DIRECTIONS FOR THIS TASK → Reproduce the material below verbatim, line for line, omitting the pictures from the output.

Stored items:
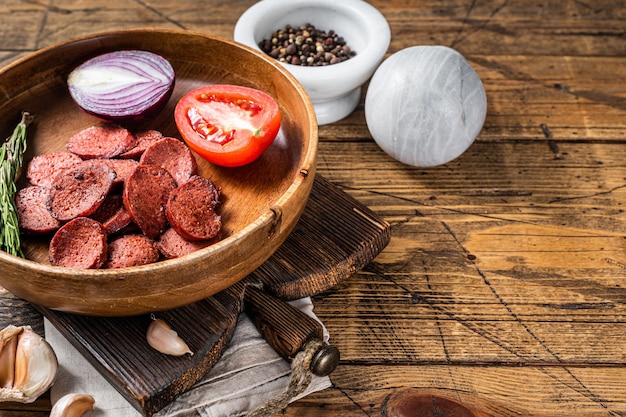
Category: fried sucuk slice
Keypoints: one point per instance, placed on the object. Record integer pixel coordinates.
(78, 192)
(32, 210)
(173, 155)
(131, 250)
(80, 243)
(191, 209)
(122, 167)
(106, 141)
(144, 139)
(172, 245)
(43, 168)
(146, 192)
(112, 214)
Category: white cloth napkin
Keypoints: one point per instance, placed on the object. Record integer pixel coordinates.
(248, 374)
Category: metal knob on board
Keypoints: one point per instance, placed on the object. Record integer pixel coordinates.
(325, 360)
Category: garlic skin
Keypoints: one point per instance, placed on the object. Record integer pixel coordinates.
(72, 405)
(161, 337)
(28, 364)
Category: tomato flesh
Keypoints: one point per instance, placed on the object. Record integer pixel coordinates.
(227, 125)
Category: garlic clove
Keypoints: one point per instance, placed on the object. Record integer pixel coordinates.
(161, 337)
(72, 405)
(34, 362)
(8, 346)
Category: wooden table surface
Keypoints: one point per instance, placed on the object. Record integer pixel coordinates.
(504, 285)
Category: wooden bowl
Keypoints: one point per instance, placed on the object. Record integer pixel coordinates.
(261, 202)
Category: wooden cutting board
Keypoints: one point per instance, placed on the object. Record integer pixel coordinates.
(335, 237)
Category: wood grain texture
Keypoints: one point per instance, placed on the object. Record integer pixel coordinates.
(503, 286)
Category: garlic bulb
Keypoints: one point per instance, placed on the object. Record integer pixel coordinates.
(162, 338)
(72, 405)
(425, 105)
(28, 365)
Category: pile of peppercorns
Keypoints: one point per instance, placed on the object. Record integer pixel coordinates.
(307, 46)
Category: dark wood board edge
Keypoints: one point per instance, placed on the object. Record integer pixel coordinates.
(335, 237)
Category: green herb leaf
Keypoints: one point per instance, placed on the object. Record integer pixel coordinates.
(11, 158)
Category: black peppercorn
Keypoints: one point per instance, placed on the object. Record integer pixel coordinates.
(306, 46)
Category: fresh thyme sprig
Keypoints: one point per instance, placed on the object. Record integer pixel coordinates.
(11, 157)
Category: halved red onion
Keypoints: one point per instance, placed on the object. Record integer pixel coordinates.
(127, 86)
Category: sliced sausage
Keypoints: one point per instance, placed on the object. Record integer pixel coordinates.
(32, 210)
(104, 141)
(174, 156)
(43, 168)
(172, 245)
(146, 192)
(122, 167)
(144, 139)
(80, 243)
(191, 209)
(131, 250)
(78, 192)
(112, 214)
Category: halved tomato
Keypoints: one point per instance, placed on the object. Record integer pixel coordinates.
(227, 125)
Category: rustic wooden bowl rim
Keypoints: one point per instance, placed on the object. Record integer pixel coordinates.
(271, 215)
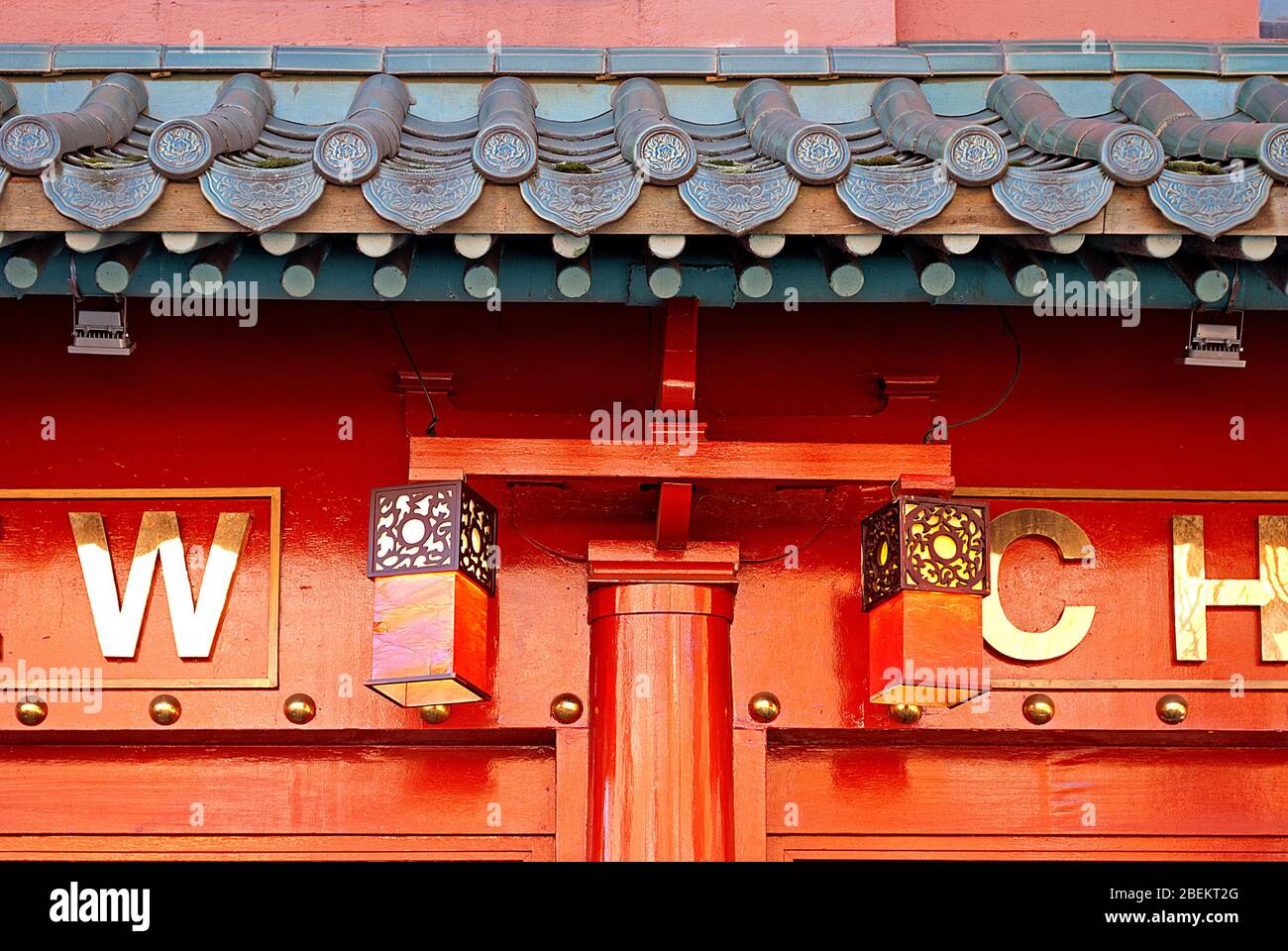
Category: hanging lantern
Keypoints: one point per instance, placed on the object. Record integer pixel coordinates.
(432, 555)
(925, 575)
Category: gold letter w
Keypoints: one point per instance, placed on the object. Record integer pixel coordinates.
(120, 622)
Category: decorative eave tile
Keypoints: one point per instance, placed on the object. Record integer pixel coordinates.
(421, 201)
(739, 202)
(1052, 201)
(552, 60)
(752, 62)
(439, 60)
(1050, 56)
(107, 58)
(579, 204)
(362, 60)
(962, 58)
(1253, 58)
(26, 56)
(1132, 55)
(664, 60)
(180, 58)
(1211, 205)
(896, 198)
(879, 60)
(262, 198)
(102, 198)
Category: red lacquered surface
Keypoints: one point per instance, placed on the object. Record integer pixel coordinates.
(661, 723)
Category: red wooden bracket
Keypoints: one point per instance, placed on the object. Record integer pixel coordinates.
(678, 392)
(674, 508)
(776, 462)
(678, 386)
(437, 382)
(622, 562)
(935, 486)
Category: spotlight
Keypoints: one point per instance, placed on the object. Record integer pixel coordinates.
(1216, 344)
(98, 326)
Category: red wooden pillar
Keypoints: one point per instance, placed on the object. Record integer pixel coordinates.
(661, 722)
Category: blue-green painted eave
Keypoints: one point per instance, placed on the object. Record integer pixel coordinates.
(1072, 56)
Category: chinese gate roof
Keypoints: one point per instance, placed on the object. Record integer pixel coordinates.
(1031, 140)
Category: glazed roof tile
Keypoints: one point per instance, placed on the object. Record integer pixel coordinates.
(897, 163)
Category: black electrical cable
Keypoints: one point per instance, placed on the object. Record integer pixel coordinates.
(402, 341)
(1006, 393)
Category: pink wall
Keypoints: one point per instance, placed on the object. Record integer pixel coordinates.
(460, 22)
(1042, 20)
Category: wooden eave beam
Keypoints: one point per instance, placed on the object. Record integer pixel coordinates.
(773, 462)
(500, 210)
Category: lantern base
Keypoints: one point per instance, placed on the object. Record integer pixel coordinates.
(429, 639)
(926, 694)
(926, 648)
(428, 690)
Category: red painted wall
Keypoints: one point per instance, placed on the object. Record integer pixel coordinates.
(623, 22)
(454, 22)
(1108, 20)
(205, 403)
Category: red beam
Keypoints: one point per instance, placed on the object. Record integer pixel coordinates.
(776, 462)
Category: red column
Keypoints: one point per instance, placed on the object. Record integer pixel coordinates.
(661, 723)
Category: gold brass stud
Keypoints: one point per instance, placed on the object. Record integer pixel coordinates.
(1038, 709)
(567, 707)
(906, 713)
(1172, 709)
(764, 707)
(165, 709)
(33, 711)
(436, 713)
(299, 709)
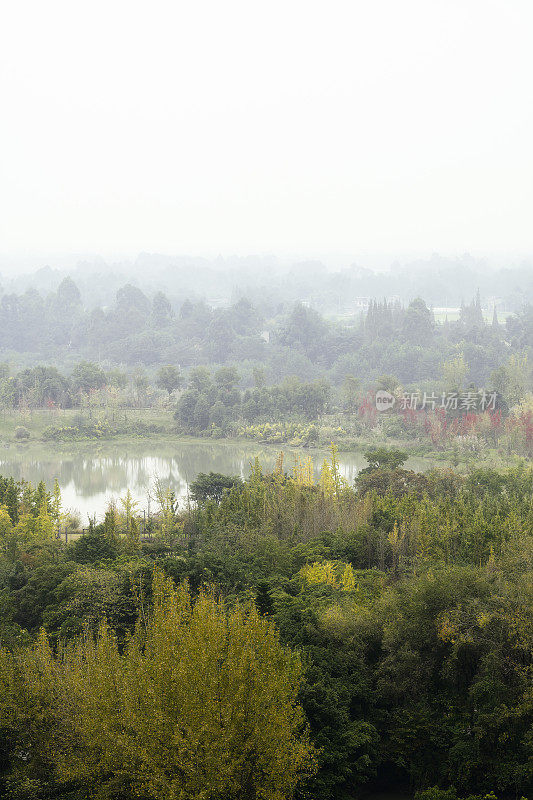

COMPLETED TASK →
Category: fried sucuk slice
Keypoints: one point per instance, placed on the object. Record integer pixel coordinates.
(78, 192)
(32, 210)
(173, 155)
(131, 250)
(80, 243)
(191, 209)
(122, 167)
(106, 141)
(144, 139)
(172, 245)
(43, 168)
(146, 192)
(112, 214)
Category: white cloth napkin
Keypoints: one point per instance, placed on the object. Record integer pixel coordinates.
(248, 374)
Category: metal knob on board
Keypoints: one point per instance, placed on the object. Record integer pixel coordinates.
(325, 360)
Category: garlic skin
Keypoints: one point per instance, placed on the object. Record integer pixel coordinates.
(72, 405)
(161, 337)
(28, 364)
Category: tomato flesh
Keypoints: one point per instance, placed on the object. Record integer pixel coordinates.
(227, 125)
Category: garlic clove
Keypoints: one point per instance, placed on the object. Record integer pixel coordinates.
(161, 337)
(72, 405)
(34, 362)
(8, 346)
Category: wooden table surface
Keypoints: one point per instance, placed on the object. Record integer pixel coordinates.
(504, 285)
Category: wooden bowl
Keypoints: one point per instance, placed on the object. Record integer pixel coordinates.
(261, 202)
Category: wooden cutting board
Keypoints: one point per instance, placed on the object. Record integer pixel coordinates.
(335, 237)
Category: wood grain texture
Keypoints: one point per instance, placed on the object. Record integer pixel coordinates.
(503, 286)
Category: garlic bulb
Keypoints: one point per instance, placed on the object. Record integer pixel coordinates.
(162, 338)
(72, 405)
(425, 105)
(28, 365)
Category: pile of peppercorns
Keypoints: one point per instance, placed on the object. Record integer pixel coordinates.
(307, 46)
Category: dark wood board edge
Keypoints: one point per instance, placed on the object. Record integer pixel coordinates.
(335, 237)
Category: green herb leaf
Keypoints: one point per instance, placed on the object. Record integer pixel coordinates.
(11, 158)
Category: black peppercorn
Keypoints: one point per instance, placed on the object. Record integer pixel coordinates.
(306, 46)
Category: fresh thyme sprig
Keypoints: one point per instance, placed on the object. Record integer pixel coordinates.
(11, 157)
Category: halved red onion
Keypoints: one point per instance, placed on the object. Record integer pixel coordinates.
(127, 86)
Category: sliced sausage
Keypoints: one point per instance, placed on the object. Record integer pixel coordinates.
(32, 210)
(104, 141)
(174, 156)
(43, 168)
(172, 245)
(146, 192)
(122, 167)
(144, 139)
(80, 243)
(191, 209)
(131, 250)
(78, 192)
(112, 214)
Category: halved tomato
Keypoints: one point per instance, placed on the object. Record integer pixel coordinates.
(227, 125)
Category: rustic wooden bowl rim
Keypoints: one point per instance, placed on the object. Record integer pixel coordinates.
(271, 215)
Category: hanging lantern
Keypoints: one point per instance, placed on the object. Record integer pixel coordinates.
(432, 555)
(925, 575)
Category: gold letter w
Keypoints: one point per instance, placed on the object. Record integer pixel coordinates.
(120, 622)
Category: decorative eave tile
Keypoints: one point per instance, placed on the object. Record integer pixel coordinates.
(421, 201)
(739, 202)
(1052, 201)
(552, 60)
(752, 62)
(439, 60)
(1050, 56)
(107, 58)
(579, 204)
(362, 60)
(962, 58)
(1253, 58)
(26, 56)
(1132, 55)
(664, 60)
(180, 58)
(1211, 205)
(896, 198)
(879, 60)
(262, 198)
(102, 198)
Category: red lacquered surface
Keypoints: one point per instance, placed on the object. Record integer pixel coordinates.
(661, 723)
Category: red wooden bracket
Keypoints: one point per instance, placed on the object. Record integer pixel coordinates.
(678, 392)
(674, 508)
(776, 462)
(678, 386)
(437, 382)
(622, 562)
(935, 486)
Category: spotlight
Keypoints: one point per instance, placed on the object. Record integer pixel coordinates.
(1216, 344)
(98, 326)
Category: red wooden pillar
Keypoints: one point per instance, placed on the object. Record integer pixel coordinates.
(661, 722)
Category: blue-green painted eave
Keypoints: one point per instance, placed on the object. Record integer pixel coordinates.
(1072, 56)
Category: chinese gate roof
Keypoints: one point per instance, placed on the object. Record integer pixel coordinates.
(1031, 140)
Category: glazed roof tile
Keypoints: one point per instance, placed on the object. Record integer pixel coordinates.
(897, 163)
Category: black electrical cable
Keypoints: one point per instance, placed on the object. Record integer pixel coordinates.
(402, 341)
(1006, 393)
Category: pink wall
Keypoints: one point per instance, placed on the object. Record integer pixel coordinates.
(460, 22)
(1042, 20)
Category: wooden eave beam
Keypoints: one point per instance, placed on the object. Record integer pixel coordinates.
(773, 462)
(500, 210)
Category: lantern base
Keypoints: one point per instance, placed on the object. Record integer pixel coordinates.
(429, 639)
(926, 694)
(926, 648)
(428, 690)
Category: red painted wall
Keypoints: one point per instance, placed on the object. Record integer pixel coordinates.
(623, 22)
(454, 22)
(1108, 20)
(205, 403)
Category: red beam
Keypoints: one point per instance, placed on the object. Record integer pixel coordinates.
(776, 462)
Category: red column
Keypoints: one point per instance, placed on the object. Record integer pixel coordinates.
(661, 723)
Category: gold brass stud
Keypoints: one point per instance, placed on the object. Record integer pixel coordinates.
(1038, 709)
(567, 707)
(906, 713)
(1172, 709)
(764, 707)
(165, 709)
(33, 711)
(436, 713)
(299, 709)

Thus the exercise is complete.